— start of Given records —

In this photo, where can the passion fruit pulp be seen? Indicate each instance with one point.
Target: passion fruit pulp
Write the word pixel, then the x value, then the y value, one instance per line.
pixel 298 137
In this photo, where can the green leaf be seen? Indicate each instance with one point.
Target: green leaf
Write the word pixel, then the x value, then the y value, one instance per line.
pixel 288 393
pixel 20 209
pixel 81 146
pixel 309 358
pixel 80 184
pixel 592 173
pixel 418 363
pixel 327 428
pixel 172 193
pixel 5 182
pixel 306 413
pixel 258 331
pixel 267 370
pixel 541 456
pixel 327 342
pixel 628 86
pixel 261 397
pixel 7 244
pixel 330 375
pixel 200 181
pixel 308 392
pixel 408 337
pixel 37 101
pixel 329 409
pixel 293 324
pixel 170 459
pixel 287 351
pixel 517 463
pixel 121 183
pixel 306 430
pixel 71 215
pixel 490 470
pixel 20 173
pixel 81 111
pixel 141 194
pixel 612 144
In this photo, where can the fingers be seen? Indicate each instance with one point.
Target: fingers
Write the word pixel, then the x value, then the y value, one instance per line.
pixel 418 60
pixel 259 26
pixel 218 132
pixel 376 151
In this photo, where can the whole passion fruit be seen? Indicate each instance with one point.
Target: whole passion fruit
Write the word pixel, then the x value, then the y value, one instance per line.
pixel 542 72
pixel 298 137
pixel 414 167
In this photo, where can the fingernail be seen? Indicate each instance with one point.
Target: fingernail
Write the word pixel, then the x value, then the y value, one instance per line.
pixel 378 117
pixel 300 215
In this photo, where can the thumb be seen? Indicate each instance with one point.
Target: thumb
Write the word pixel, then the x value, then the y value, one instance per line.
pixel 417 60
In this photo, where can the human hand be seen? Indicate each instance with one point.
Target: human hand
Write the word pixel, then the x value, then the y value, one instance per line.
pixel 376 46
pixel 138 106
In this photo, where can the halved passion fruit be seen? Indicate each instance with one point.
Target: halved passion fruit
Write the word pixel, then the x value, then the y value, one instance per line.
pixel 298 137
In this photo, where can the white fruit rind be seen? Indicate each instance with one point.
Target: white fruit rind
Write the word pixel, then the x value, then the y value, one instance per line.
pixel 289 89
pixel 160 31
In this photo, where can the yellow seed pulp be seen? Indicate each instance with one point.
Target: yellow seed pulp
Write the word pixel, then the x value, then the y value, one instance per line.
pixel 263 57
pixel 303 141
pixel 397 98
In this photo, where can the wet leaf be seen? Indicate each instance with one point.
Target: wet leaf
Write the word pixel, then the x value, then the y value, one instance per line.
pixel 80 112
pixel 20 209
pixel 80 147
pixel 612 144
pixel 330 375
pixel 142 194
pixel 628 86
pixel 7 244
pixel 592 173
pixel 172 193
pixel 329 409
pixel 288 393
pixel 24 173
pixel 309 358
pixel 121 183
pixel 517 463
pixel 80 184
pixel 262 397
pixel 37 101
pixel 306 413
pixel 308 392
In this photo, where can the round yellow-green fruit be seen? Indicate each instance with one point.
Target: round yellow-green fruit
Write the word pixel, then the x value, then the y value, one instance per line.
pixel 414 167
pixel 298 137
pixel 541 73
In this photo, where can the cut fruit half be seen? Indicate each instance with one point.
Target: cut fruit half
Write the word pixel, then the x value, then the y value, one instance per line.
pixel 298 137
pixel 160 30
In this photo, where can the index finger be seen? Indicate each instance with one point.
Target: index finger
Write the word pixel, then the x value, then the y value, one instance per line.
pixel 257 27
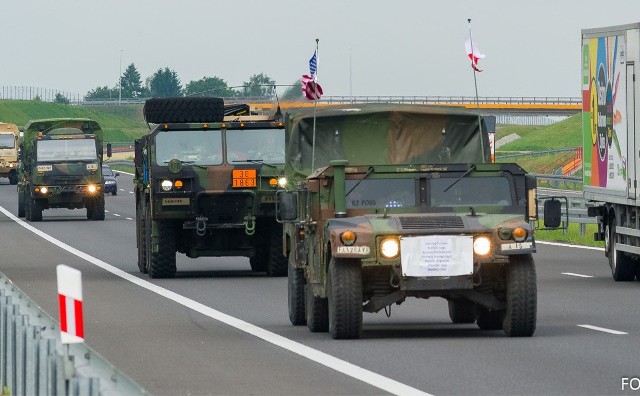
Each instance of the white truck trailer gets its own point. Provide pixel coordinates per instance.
(611, 142)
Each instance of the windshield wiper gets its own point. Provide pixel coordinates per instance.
(369, 171)
(471, 169)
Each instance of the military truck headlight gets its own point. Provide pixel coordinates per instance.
(481, 246)
(389, 248)
(166, 185)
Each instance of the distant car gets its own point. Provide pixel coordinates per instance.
(110, 182)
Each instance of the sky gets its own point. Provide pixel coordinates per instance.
(365, 47)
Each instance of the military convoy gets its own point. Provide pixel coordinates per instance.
(9, 141)
(61, 167)
(386, 202)
(205, 181)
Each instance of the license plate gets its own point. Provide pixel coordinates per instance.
(244, 178)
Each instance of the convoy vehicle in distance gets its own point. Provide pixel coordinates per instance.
(205, 185)
(9, 142)
(385, 202)
(611, 161)
(61, 167)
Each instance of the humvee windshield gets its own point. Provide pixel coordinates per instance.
(7, 141)
(190, 146)
(50, 150)
(255, 144)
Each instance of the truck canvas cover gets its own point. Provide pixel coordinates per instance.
(383, 134)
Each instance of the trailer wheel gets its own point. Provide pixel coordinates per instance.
(295, 295)
(345, 298)
(522, 297)
(622, 266)
(183, 110)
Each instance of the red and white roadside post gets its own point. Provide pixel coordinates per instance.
(70, 303)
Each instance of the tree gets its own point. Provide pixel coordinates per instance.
(60, 98)
(101, 93)
(131, 84)
(164, 83)
(259, 85)
(209, 86)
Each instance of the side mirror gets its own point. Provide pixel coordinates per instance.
(286, 206)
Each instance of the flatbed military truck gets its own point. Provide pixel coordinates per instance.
(61, 167)
(9, 141)
(386, 202)
(205, 182)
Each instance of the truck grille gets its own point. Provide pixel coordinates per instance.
(430, 223)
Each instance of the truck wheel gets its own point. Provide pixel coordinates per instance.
(622, 266)
(461, 311)
(161, 264)
(21, 204)
(490, 320)
(183, 109)
(345, 298)
(520, 316)
(316, 311)
(277, 265)
(295, 295)
(97, 208)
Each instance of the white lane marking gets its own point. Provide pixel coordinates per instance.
(578, 275)
(602, 329)
(344, 367)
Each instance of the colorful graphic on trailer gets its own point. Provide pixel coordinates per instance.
(603, 77)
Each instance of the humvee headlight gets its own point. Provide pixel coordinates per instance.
(389, 248)
(166, 185)
(481, 246)
(348, 238)
(519, 234)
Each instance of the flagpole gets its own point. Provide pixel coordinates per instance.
(475, 83)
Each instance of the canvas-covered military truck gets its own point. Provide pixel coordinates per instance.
(397, 201)
(61, 167)
(9, 141)
(205, 182)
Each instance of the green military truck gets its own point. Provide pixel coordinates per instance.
(205, 181)
(397, 201)
(9, 141)
(61, 167)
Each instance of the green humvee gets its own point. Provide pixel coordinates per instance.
(205, 182)
(61, 167)
(386, 202)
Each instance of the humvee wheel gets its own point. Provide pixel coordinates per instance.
(316, 311)
(461, 311)
(295, 295)
(622, 266)
(345, 298)
(520, 316)
(183, 109)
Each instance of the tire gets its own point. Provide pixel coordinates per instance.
(461, 311)
(183, 110)
(345, 298)
(160, 264)
(295, 295)
(623, 267)
(316, 311)
(490, 320)
(277, 264)
(21, 200)
(520, 316)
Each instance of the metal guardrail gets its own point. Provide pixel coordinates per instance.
(33, 360)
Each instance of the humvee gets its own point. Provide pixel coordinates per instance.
(385, 202)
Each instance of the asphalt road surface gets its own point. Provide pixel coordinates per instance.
(218, 328)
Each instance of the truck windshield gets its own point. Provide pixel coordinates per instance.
(7, 141)
(199, 147)
(51, 150)
(248, 145)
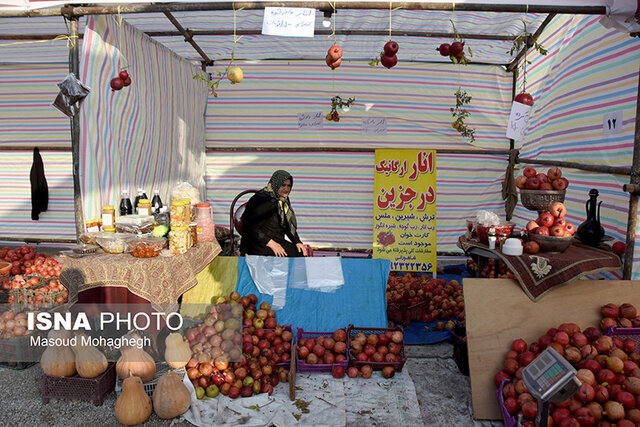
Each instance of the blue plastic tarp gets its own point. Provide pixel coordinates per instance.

— end of Given records —

→ **What is required**
Rewrite every one of the entries above, changing "instance" to "occurrence" each time it occurs and leaving all other text as it is. Do not include the pictures.

→ **In response**
In this photo, where can the passion fruit pulp be seen? Indicate each occurrence with one point.
Target: passion fruit pulp
Write the word pixel, then the x value, then the y value, one occurrence per line.
pixel 298 137
In this photo, where can the green leaf be seen? Indicate each occurrence with one point.
Target: green leaf
Write the word pixel, then the x value, then the y value, one occurrence per line.
pixel 288 393
pixel 20 209
pixel 81 146
pixel 309 358
pixel 80 184
pixel 592 173
pixel 418 363
pixel 327 428
pixel 172 193
pixel 5 182
pixel 306 413
pixel 258 331
pixel 267 370
pixel 541 456
pixel 327 342
pixel 628 86
pixel 261 397
pixel 7 244
pixel 330 375
pixel 200 181
pixel 308 392
pixel 408 337
pixel 37 101
pixel 329 409
pixel 293 324
pixel 170 459
pixel 287 351
pixel 517 463
pixel 121 183
pixel 306 430
pixel 71 215
pixel 490 470
pixel 20 173
pixel 81 111
pixel 141 194
pixel 612 144
In this photo, where can the fingers be seen? Indicate each occurrence with one point.
Target: fingers
Write the word pixel, then the x value, then the y value, one occurrence per line.
pixel 418 60
pixel 259 26
pixel 218 132
pixel 376 151
In this photo, where can the whole passion fruit be seen? Indicate each occurrence with one point.
Target: whole passion fruit
Write the word pixel, then the x value, then the y value, one occurrence per line.
pixel 542 72
pixel 298 137
pixel 414 167
In this photo, where can the fingernail be seen? Indicate each occurrence with one point.
Target: fingernail
Write the word pixel, then the x value, then the y value, one occurrence per line.
pixel 378 117
pixel 300 215
In this photo, where can the thumb be seen? Indicate each occurrence with one point.
Target: thumb
Write the word pixel, then the x value, then the y value, one occurrence per line.
pixel 417 60
In this photo, where can the human hand be seen? Indicate each occurrence with one point.
Target: human hand
Write the word pixel, then the x value, then the y value, one occurrence per line.
pixel 376 46
pixel 138 106
In this photo, where can the halved passion fruit be seen? Indicate each occurrence with one point.
Target: halved passion fruit
Write the word pixel, then the x value, then the y value, one occurrence per line.
pixel 298 137
In this photo, where can the white fruit rind be seen? Indicate each occurrence with one point.
Target: white fruit rind
Write the word pixel, then the x value, then the y value, one occurrence per line.
pixel 289 89
pixel 160 31
In this photo, where can the yellow seed pulp be seen? Indicate each occurrence with one point.
Target: yellow seed pulp
Write the word pixel, then the x value, then the y value, one occurrence per line.
pixel 263 57
pixel 303 141
pixel 397 98
In this photo, where can the wet leaf be seen? Indicate each occurrence with one point.
Target: wet leaf
Write the word pixel, then the x value, then the y value, one occurrence per line.
pixel 80 112
pixel 20 209
pixel 80 147
pixel 612 144
pixel 330 375
pixel 142 194
pixel 628 86
pixel 7 244
pixel 592 173
pixel 172 193
pixel 329 409
pixel 288 393
pixel 24 173
pixel 309 358
pixel 121 183
pixel 517 463
pixel 80 184
pixel 262 397
pixel 37 101
pixel 306 413
pixel 308 392
In this photo, where can the round yellow-green fruit be seen? Indicate each occurrence with one point.
Target: round yellow-green fruit
Write the word pixel, then the x value, then the y value, one occurrence per line.
pixel 414 167
pixel 298 137
pixel 541 73
In this photo, where can the cut fruit half be seen? Indicate each occurrence with one point.
Target: cut fruit half
Write the word pixel, then the x value, then the y value, one occurrence per line.
pixel 298 137
pixel 160 30
In this photo, where can the index finger be seen? Indicate each occurrence with one point.
Target: index finger
Write the word pixel, then the x value, then the y value, one occurrence per line.
pixel 257 27
Each occurrence of the white truck trailer gets its own point. Provide pixel coordinates per occurrence.
(611, 142)
Each occurrence of the windshield wiper gets its own point. Provide pixel coordinates per occurrence.
(369, 171)
(471, 169)
Each occurrence of the military truck headlight gets its own point. Provide pixel coordinates per occurrence.
(481, 246)
(389, 248)
(166, 185)
Each occurrence of the distant car gets its own point. Provide pixel coordinates per occurrence.
(110, 182)
Each occurrence of the sky gets its own point. Provide pixel coordinates per occurrence.
(365, 47)
Each occurrence of the military convoy gets its own point. Provide pixel coordinates per occurrence.
(9, 141)
(61, 167)
(386, 202)
(205, 181)
Each occurrence of the license plate gets its own point. Provide pixel coordinates per occurrence.
(244, 178)
Each occurrence of the convoy vehicle in distance gets its own point. Provide pixel coordinates per occurrence.
(205, 185)
(9, 142)
(385, 202)
(611, 161)
(61, 167)
Each occurrence of the humvee windshield gets its own point. Provide pixel coordinates per occurrence.
(7, 141)
(190, 146)
(50, 150)
(255, 144)
Each occurrence of the truck canvas cover gets its own point. Provide pixel coordinates per occurrence.
(383, 134)
Each occurrence of the trailer wheel gets its own point. Provide pixel coordinates per occurrence.
(295, 295)
(345, 298)
(522, 297)
(622, 266)
(183, 110)
Each occurrence of the red and white roadside post gets its own point. Provide pixel coordinates per occurrence.
(70, 303)
Each occurrence of the tree gets its own point. Provide pixel coordinates per occurrence.
(60, 98)
(101, 93)
(131, 84)
(164, 83)
(259, 85)
(209, 86)
Each occurrence of the side mirror gets its own point. Provide pixel coordinates per occurrence.
(286, 206)
Each occurrence of the flatbed military truck gets its own point. Provide pixel coordinates per occurrence.
(61, 167)
(9, 141)
(386, 202)
(205, 182)
Each occurrence of the truck grille gets its own point. Provide pixel coordinates per occurrence.
(430, 223)
Each occurrence of the truck wheel gets its own point. Provide pixel coordinates per occurrence.
(622, 266)
(461, 311)
(161, 264)
(21, 204)
(490, 320)
(183, 109)
(345, 298)
(520, 316)
(316, 311)
(277, 265)
(295, 295)
(97, 208)
Each occurrence of the white lane marking gets its own point. Provide pixel coordinates per occurrence.
(578, 275)
(602, 329)
(344, 367)
Each occurrence of the colorful graphic on trailer gets its own point. Provide pixel coordinates per occurrence.
(603, 77)
Each occurrence of the humvee headlight gets its own point. Provide pixel coordinates per occurrence.
(389, 248)
(166, 185)
(481, 246)
(348, 238)
(519, 234)
Each occurrence of the flagpole gets its own point. Provide pixel coordinates per occurrence.
(475, 83)
Each occurrence of the canvas-covered military truck gets its own point. Provide pixel coordinates per occurrence.
(397, 201)
(61, 167)
(9, 141)
(205, 182)
Each occurrence of the green military truck gets its own point. Provide pixel coordinates per occurrence.
(205, 181)
(397, 201)
(9, 141)
(61, 167)
Each occurrence of the green humvee gets its own point. Provide pixel coordinates per occurrence.
(205, 182)
(61, 167)
(386, 202)
Each occurrence of the humvee wheel gets its own point. Provide pixel coordinates per occurrence.
(316, 311)
(461, 311)
(295, 295)
(622, 266)
(345, 298)
(520, 316)
(183, 109)
Each occurrence of the tire gets its own point. Provide pixel coordinates per occurrence.
(461, 311)
(183, 110)
(345, 298)
(160, 264)
(295, 295)
(623, 267)
(316, 311)
(490, 320)
(277, 264)
(21, 200)
(520, 316)
Each occurrence of the metal guardrail gets its own point. Provide pixel coordinates per occurrence.
(33, 360)
Each occurrence of the humvee gets its own point. Provide pixel coordinates per occurrence.
(385, 202)
Each occurrence of the asphalt road surface gets its own point. Provide pixel coordinates per occurrence.
(218, 328)
Each occurrence of the truck windshield gets its own point. Provide pixel coordinates per occurrence.
(7, 141)
(199, 147)
(51, 150)
(248, 145)
Each occurrence of the blue plastic tarp gets its own point. Provide pixel coordinates per occurrence.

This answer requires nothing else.